#### [ESERCIZI DA SVOLGERE]
(a) Rispondi a queste domande sul brano da leggere.
(i) A quanto tempo dal delitto avvenne la perquisizione in carcere in cui a Michele fu trovato addosso un paio di slip identico?
(ii) Quanti anni aveva Mauro all'epoca?
(iii) Quali furono i due pilastri della condanna all'ergastolo?
(b) Ripeti il passo del brano da leggere che comincia con le parole "Indumento che finora" e si ferma dopo le parole "urina) presenti sull’indumento.".

#### [BRANO DA LEGGERE]
———

Indumento che finora è stato attribuito a Michele perché, in una perquisizione in carcere a distanza di un mese dal delitto, gli fu trovato addosso un paio di slip identico, per marca e misura, a quello “incriminato”.
Ma, ha sempre sostenuto la difesa, in casa Perruzza padre e figlio Mauro (all’epoca tredicenne ma già sviluppato), indossavano la stessa misura tanto che prelevavano gli slip dal medesimo cassetto di panni puliti.
Con una perizia che si sarebbe potuta fare già durante il procedimento principale, si accerterà a chi appartenevano gli slip attraverso l’esame comparato del Dna sulle tracce di liquidi organici (in gran parte di urina) presenti sull’indumento.
Se le tracce appartengono al muratore, per Michele sarà davvero finita: ergastolo, senza alcuna speranza. Ma se quelle tracce, come sostiene la difesa di Perruzza, appartengono al figlio Mauro, allora va cancellato un ergastolo, riscritta l’intera storia del delitto di Balsorano e vagliate anche le ragioni per le quali la giustizia s’è accanita contro un uomo che s’è sempre professato innocente non sondando a dovere la prima pista. Il ragazzino, infatti, si autoaccusò del delitto prima di ritrattare e, infine, accusare il padre fornendo svariate versioni.
La difesa è convinta di essere vicina alla verità. Ieri, infatti, è stato ufficialmente chiarito che Mauro ha detto il falso quando, davanti alla Corte d’Assise d’Appello, ha reso la testimonianza contro il padre risultata uno dei due pilastri (insieme al famoso paio di slip) per la condanna all’ergastolo.

———

#### [DATI FORNITI]
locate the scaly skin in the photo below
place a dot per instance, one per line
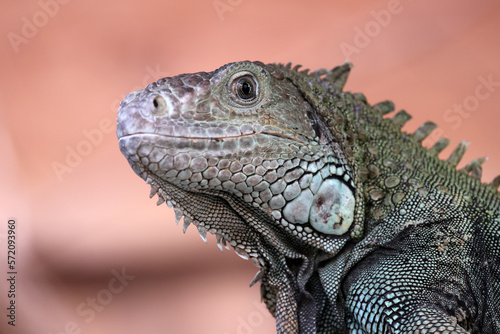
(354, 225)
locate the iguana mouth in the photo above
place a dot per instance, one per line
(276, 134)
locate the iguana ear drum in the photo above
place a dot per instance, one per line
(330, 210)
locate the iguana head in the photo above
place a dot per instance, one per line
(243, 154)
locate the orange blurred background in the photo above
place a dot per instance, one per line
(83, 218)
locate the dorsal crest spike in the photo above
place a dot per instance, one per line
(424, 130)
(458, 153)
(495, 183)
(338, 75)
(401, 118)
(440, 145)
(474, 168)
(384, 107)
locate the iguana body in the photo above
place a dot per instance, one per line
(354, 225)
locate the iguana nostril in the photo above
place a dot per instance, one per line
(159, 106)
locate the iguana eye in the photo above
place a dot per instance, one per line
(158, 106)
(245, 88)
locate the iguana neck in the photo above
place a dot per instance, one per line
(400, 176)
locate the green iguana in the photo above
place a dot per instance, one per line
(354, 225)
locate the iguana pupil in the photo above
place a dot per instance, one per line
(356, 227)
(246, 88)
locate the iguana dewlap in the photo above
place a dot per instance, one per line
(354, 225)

———

#### [RISPOSTE PER ESERCIZIO]
(a)
(i) A un mese dal delitto.
(ii) Tredici anni.
(iii) La testimonianza di Mauro contro il padre e il paio di slip.

(b)
Indumento che finora è stato attribuito a Michele perché, in una perquisizione in carcere a distanza di un mese dal delitto, gli fu trovato addosso un paio di slip identico, per marca e misura, a quello “incriminato”.
Ma, ha sempre sostenuto la difesa, in casa Perruzza padre e figlio Mauro (all’epoca tredicenne ma già sviluppato), indossavano la stessa misura tanto che prelevavano gli slip dal medesimo cassetto di panni puliti.
Con una perizia che si sarebbe potuta fare già durante il procedimento principale, si accerterà a chi appartenevano gli slip attraverso l’esame comparato del Dna sulle tracce di liquidi organici (in gran parte di urina) presenti sull’indumento.